(Recorded data)
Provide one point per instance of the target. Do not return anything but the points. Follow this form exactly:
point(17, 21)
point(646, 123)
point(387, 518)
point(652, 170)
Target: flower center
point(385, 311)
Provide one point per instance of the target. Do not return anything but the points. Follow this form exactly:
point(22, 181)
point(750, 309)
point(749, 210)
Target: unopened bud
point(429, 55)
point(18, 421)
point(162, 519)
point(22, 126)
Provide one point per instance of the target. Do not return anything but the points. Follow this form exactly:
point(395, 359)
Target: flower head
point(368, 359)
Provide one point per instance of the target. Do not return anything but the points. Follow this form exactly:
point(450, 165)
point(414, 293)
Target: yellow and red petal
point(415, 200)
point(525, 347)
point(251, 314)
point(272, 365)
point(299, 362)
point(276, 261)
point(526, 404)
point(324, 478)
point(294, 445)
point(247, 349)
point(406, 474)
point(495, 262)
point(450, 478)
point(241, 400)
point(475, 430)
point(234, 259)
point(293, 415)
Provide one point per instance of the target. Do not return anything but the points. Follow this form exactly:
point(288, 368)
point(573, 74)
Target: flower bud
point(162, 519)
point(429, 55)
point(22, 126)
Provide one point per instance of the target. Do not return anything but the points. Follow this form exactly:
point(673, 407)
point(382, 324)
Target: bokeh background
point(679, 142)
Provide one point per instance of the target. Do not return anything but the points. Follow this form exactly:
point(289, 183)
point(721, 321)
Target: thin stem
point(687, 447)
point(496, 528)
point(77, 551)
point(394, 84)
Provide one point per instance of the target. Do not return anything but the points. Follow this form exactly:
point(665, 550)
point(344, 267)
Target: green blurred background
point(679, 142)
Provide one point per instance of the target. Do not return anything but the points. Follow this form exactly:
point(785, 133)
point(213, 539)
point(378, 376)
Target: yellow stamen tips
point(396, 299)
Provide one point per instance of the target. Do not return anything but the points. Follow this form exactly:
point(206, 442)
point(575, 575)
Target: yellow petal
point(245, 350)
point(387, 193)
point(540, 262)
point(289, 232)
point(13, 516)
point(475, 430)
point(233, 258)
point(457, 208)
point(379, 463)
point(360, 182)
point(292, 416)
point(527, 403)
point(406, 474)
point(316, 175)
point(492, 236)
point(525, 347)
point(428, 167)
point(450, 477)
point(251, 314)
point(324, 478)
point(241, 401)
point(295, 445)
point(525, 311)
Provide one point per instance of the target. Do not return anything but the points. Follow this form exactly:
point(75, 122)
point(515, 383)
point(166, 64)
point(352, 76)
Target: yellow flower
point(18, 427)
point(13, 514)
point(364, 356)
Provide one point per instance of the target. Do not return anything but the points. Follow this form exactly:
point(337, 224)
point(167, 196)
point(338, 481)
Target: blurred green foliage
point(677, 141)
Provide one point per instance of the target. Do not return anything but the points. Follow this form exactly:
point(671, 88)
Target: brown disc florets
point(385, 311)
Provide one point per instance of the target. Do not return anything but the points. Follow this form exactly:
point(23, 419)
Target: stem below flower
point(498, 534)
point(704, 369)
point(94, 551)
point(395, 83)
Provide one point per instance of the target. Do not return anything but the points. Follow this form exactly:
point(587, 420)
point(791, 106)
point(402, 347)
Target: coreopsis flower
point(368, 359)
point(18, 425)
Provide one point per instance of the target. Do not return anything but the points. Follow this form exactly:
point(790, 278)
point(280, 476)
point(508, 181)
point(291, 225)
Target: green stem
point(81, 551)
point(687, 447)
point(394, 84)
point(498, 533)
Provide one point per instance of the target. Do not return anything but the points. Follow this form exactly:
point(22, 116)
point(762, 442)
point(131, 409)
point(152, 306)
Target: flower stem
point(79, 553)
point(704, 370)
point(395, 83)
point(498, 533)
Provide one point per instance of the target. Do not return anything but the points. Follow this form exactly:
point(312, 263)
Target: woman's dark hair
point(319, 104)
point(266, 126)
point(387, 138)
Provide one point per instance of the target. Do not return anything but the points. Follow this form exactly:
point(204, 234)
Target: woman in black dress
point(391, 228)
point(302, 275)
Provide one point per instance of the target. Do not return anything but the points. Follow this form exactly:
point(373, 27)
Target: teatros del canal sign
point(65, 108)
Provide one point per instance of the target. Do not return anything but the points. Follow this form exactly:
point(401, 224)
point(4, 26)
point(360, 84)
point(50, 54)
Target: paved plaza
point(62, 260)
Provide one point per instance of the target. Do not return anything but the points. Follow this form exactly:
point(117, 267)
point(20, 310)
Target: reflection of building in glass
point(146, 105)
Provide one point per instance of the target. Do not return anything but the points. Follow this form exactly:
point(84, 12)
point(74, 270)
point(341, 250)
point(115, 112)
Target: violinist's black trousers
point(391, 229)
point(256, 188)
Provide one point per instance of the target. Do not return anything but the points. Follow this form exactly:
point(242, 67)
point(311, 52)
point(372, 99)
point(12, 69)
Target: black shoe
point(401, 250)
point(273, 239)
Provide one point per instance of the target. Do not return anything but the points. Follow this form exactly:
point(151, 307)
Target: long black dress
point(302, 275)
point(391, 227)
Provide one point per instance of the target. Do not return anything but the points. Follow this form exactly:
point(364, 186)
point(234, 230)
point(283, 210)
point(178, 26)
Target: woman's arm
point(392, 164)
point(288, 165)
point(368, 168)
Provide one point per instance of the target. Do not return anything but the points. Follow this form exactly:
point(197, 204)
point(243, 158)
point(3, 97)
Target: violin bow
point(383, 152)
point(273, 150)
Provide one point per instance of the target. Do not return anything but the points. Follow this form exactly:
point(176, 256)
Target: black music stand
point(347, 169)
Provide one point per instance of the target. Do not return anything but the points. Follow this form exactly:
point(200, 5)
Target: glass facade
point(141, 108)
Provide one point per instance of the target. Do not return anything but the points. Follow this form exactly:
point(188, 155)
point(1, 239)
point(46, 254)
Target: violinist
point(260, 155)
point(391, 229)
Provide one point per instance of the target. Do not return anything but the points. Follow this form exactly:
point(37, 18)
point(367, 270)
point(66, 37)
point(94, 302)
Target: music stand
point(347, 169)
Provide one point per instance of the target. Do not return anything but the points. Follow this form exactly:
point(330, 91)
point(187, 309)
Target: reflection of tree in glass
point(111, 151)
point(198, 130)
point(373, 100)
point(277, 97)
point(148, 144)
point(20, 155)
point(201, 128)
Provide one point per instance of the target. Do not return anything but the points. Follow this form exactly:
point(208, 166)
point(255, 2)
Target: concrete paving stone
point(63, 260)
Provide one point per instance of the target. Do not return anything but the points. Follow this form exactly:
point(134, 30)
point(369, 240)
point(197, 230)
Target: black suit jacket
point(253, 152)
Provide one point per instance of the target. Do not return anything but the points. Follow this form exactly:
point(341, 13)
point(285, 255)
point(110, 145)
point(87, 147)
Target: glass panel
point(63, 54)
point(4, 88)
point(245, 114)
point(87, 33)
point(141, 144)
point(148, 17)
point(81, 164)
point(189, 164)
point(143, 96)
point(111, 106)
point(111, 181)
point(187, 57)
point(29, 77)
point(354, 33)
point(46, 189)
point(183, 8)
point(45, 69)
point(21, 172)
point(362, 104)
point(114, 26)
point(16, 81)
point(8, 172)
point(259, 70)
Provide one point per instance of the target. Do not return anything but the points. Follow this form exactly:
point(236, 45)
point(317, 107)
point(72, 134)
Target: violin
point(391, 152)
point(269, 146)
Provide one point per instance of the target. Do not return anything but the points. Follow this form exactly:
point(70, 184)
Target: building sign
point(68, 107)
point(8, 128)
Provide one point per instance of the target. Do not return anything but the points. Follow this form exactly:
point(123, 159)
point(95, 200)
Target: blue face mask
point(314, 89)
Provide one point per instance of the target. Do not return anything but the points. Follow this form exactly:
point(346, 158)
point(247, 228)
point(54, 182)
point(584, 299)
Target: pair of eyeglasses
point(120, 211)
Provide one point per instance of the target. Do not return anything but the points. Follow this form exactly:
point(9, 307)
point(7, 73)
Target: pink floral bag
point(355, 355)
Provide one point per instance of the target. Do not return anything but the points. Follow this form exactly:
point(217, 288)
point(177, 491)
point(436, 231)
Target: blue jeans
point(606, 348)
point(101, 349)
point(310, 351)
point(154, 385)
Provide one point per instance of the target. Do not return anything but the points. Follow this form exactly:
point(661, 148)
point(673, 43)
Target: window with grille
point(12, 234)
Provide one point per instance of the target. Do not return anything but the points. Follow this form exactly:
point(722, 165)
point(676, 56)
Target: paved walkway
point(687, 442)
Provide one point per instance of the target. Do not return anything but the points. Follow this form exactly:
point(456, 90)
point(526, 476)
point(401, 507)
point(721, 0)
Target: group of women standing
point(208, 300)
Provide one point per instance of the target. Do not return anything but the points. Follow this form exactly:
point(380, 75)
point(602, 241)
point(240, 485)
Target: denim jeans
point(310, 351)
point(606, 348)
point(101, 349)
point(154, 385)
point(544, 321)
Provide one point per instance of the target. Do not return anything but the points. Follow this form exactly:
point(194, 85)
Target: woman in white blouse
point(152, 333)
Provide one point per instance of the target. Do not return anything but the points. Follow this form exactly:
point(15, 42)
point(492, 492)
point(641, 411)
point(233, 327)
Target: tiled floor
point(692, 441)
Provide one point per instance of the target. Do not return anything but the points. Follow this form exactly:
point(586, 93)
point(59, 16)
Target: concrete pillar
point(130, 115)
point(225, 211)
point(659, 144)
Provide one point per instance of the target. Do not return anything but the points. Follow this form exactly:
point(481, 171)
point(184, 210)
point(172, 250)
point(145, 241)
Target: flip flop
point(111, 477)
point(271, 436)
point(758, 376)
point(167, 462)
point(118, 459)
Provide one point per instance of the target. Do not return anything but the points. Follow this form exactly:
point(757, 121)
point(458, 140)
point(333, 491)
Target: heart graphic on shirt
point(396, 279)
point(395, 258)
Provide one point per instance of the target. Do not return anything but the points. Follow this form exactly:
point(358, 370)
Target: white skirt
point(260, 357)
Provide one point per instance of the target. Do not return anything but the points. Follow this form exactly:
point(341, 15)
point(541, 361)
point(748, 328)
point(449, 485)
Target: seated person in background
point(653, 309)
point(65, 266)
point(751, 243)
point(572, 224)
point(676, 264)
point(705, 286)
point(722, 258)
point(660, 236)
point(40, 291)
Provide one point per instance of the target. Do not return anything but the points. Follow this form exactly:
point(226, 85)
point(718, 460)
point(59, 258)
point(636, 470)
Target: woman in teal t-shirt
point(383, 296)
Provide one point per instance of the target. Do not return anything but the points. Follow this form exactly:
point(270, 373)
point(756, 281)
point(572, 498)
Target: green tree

WHAT TO PRODUCE:
From the records above, extract exactly and only the lines that begin at the line with "point(167, 196)" and stop after the line with "point(50, 54)".

REPLY:
point(167, 196)
point(338, 481)
Target: blurred green foliage
point(677, 141)
Provide one point per instance of the target. Do not return anything but the points. Follow this form exactly:
point(671, 88)
Target: brown disc florets
point(385, 311)
Provide one point per instance of the target. Do not return anything but the points. Follow this form exactly:
point(23, 419)
Target: stem below flower
point(498, 534)
point(704, 369)
point(94, 551)
point(395, 83)
Provide one point per instance of the target. Do not return anything but the points. Follow this form exactly:
point(587, 420)
point(791, 106)
point(402, 347)
Target: coreopsis flower
point(368, 359)
point(18, 425)
Provide one point per instance of the target. Do not return anything but the points. Follow this form exactly:
point(790, 278)
point(280, 476)
point(508, 181)
point(291, 225)
Target: green stem
point(81, 551)
point(687, 447)
point(394, 84)
point(498, 533)
Provide one point per instance of the target. Do not return anything but the points. Follow this form exactly:
point(22, 116)
point(762, 442)
point(131, 409)
point(152, 306)
Target: flower stem
point(79, 553)
point(704, 370)
point(395, 83)
point(498, 533)
Provide one point per instance of the target. Do not return anything but the points. Follow this form exactly:
point(312, 263)
Target: woman's dark hair
point(319, 104)
point(266, 126)
point(387, 138)
Provide one point per instance of the target. Do not return anything but the points. Follow this form exactly:
point(204, 234)
Target: woman in black dress
point(391, 228)
point(302, 275)
Provide one point per instance of the target. Do not return anything but the points. Follow this form exactly:
point(373, 27)
Target: teatros del canal sign
point(65, 108)
Provide one point per instance of the target. Do not return anything but the points. Follow this form exactly:
point(401, 224)
point(4, 26)
point(360, 84)
point(50, 54)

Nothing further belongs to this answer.